#### El texto:
---
HITOS DE MI ESCALERA (25)

Los lectores más constantes de estos “hitos” se habrán percatado de que en ellos no se reflejan cuestiones de carácter íntimo, erótico o amoroso. Se trata de algo consciente y legítimo que me reservo por pudor. Sin embargo, esta serie quedaría incompleta, si no se hiciera mención en ella de la primera vez que trabé contacto de un modo inusual con alguien a quien quise y admiré como antes nunca había hecho, y de quien me desencanté y a quien llegué a odiar con todas mis fuerzas, como tampoco jamás me había sucedido. Es lo habitual, ya se sabe. Pero la primera vez que sucede resulta esencial y jamás se olvida. A veces incluso, puede marcar de por vida. Por fortuna, no fue el caso.

Aquella mujercita no fue la primera persona a quien quise/deseé con fruición. Pero mi condición de tímido recalcitrante, de solitario irredento, y de bachiller en instituto masculino, marcaron a fuego una adolescencia muy frustrante en temas eróticos. Para resumirlo: quien esto escribe no ligaba nada de nada. Y aún hoy tengo a gala decir que en los únicos años en que este cuerpo frecuentó una discoteca. jamás chica alguna accedió a bailar conmigo, como no fuera amiga conocida, novia de alguno de mis amigos, que lo hacían más bien por lástima, que no por gusto de mi compañía, dada mi nula habilidad para el baile, en aquellos tiempos. De modo que sí, quise, deseé, me gustaron algunas chicas. Pero ninguna se enteró de ello, porque no llegué a decírselo, prefiriendo fomentar mi fama de frustrado, a arriesgarme a un no tan humillante que no podría superar.
---
#### Datos para revisar:

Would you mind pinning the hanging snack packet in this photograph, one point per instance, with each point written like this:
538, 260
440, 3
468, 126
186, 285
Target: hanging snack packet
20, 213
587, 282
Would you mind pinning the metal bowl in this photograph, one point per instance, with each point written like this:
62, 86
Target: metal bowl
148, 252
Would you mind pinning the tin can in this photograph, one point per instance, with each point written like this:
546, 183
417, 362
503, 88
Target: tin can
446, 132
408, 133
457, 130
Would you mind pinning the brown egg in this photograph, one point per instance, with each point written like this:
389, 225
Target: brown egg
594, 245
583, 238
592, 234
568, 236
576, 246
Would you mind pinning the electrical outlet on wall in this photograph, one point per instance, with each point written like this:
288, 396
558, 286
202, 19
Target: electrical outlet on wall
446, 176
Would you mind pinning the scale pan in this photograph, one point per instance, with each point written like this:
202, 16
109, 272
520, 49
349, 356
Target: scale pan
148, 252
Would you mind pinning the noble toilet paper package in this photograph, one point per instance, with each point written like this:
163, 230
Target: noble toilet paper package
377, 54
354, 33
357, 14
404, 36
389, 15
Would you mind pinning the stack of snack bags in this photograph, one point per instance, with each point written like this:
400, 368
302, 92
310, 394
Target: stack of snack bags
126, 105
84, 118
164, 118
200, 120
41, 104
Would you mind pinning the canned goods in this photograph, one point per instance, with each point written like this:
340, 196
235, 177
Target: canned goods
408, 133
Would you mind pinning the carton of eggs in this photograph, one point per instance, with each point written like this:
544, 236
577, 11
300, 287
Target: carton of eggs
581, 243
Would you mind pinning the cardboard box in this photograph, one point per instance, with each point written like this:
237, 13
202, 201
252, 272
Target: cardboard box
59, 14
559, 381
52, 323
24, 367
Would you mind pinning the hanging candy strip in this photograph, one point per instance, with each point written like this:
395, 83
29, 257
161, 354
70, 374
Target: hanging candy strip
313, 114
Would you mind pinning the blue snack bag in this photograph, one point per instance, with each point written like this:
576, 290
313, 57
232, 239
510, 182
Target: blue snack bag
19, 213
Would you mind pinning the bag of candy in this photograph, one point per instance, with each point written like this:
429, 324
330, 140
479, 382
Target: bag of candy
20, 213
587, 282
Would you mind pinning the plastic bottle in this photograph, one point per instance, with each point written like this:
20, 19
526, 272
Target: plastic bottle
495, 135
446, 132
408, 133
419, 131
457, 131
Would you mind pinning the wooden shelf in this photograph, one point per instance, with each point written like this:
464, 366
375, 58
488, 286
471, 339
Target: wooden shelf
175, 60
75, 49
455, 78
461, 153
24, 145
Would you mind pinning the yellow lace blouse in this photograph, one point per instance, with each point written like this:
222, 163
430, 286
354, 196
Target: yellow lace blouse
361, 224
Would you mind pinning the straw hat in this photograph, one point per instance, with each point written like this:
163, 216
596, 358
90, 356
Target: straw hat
---
#### Lo que harás:
[1] Responde según el texto «Hitos de mi escalera»:
(a) ¿Por qué se dejan fuera de estos hitos las cuestiones íntimas, eróticas o amorosas?
(b) ¿En qué tipo de instituto se cursó el bachillerato?
(c) En la discoteca, ¿quiénes aceptaban bailar con quien escribe?
[2] Copia sin cambios el fragmento del texto «Hitos de mi escalera» que empieza en las palabras "HITOS DE MI" y termina después de "fue el caso.".
[3] Retoma el texto «Hitos de mi escalera» a partir de su última frase y continúalo.
Los registros son un material aparte, sin relación con el texto.

#### Respuestas:
[1]
(a) Por pudor.
(b) En un instituto masculino.
(c) Amigas conocidas o novias de alguno de sus amigos.

[2]
HITOS DE MI ESCALERA (25)

Los lectores más constantes de estos “hitos” se habrán percatado de que en ellos no se reflejan cuestiones de carácter íntimo, erótico o amoroso. Se trata de algo consciente y legítimo que me reservo por pudor. Sin embargo, esta serie quedaría incompleta, si no se hiciera mención en ella de la primera vez que trabé contacto de un modo inusual con alguien a quien quise y admiré como antes nunca había hecho, y de quien me desencanté y a quien llegué a odiar con todas mis fuerzas, como tampoco jamás me había sucedido. Es lo habitual, ya se sabe. Pero la primera vez que sucede resulta esencial y jamás se olvida. A veces incluso, puede marcar de por vida. Por fortuna, no fue el caso.

[3]
Pero el primer curso en la facultad fue la primera vez que asistí a clases mixtas, novedad más que notable en mi vida. Las posibilidades se multiplicaban. Y allí yo no tenía que demostrar algo que no era, como en una discoteca, sino que quien me pudiera tratar, podría observarme tal y como yo era por entonces. Mi admiración se fijó entonces en dos compañeras, con quienes trabajé mucho en temas académicos. Pero una de ellas rápidamente tomó la delantera, porque tenía más iniciativa, más descaro, y yo era algo de lo que carecía, por lo que fue su progresivo acercamiento lo que me atrajo de manera irremediable.

Tenía dos años más que yo, y no era una belleza demoledora. Tampoco su cuerpo era despampanante. Pero aquella forma de reír y aquel modo de hablar en un plano de igualdad me sedujeron día a día sin remisión. Digo día a día, porque yo nunca fui de flechazos, y era la apreciación progresiva lo que determinaba si los rasgos observados eran de mi agrado o no. Y, sí, día a día, aquella joven me conquistó. Por un tiempo también pensé que yo la había conquistado a ella.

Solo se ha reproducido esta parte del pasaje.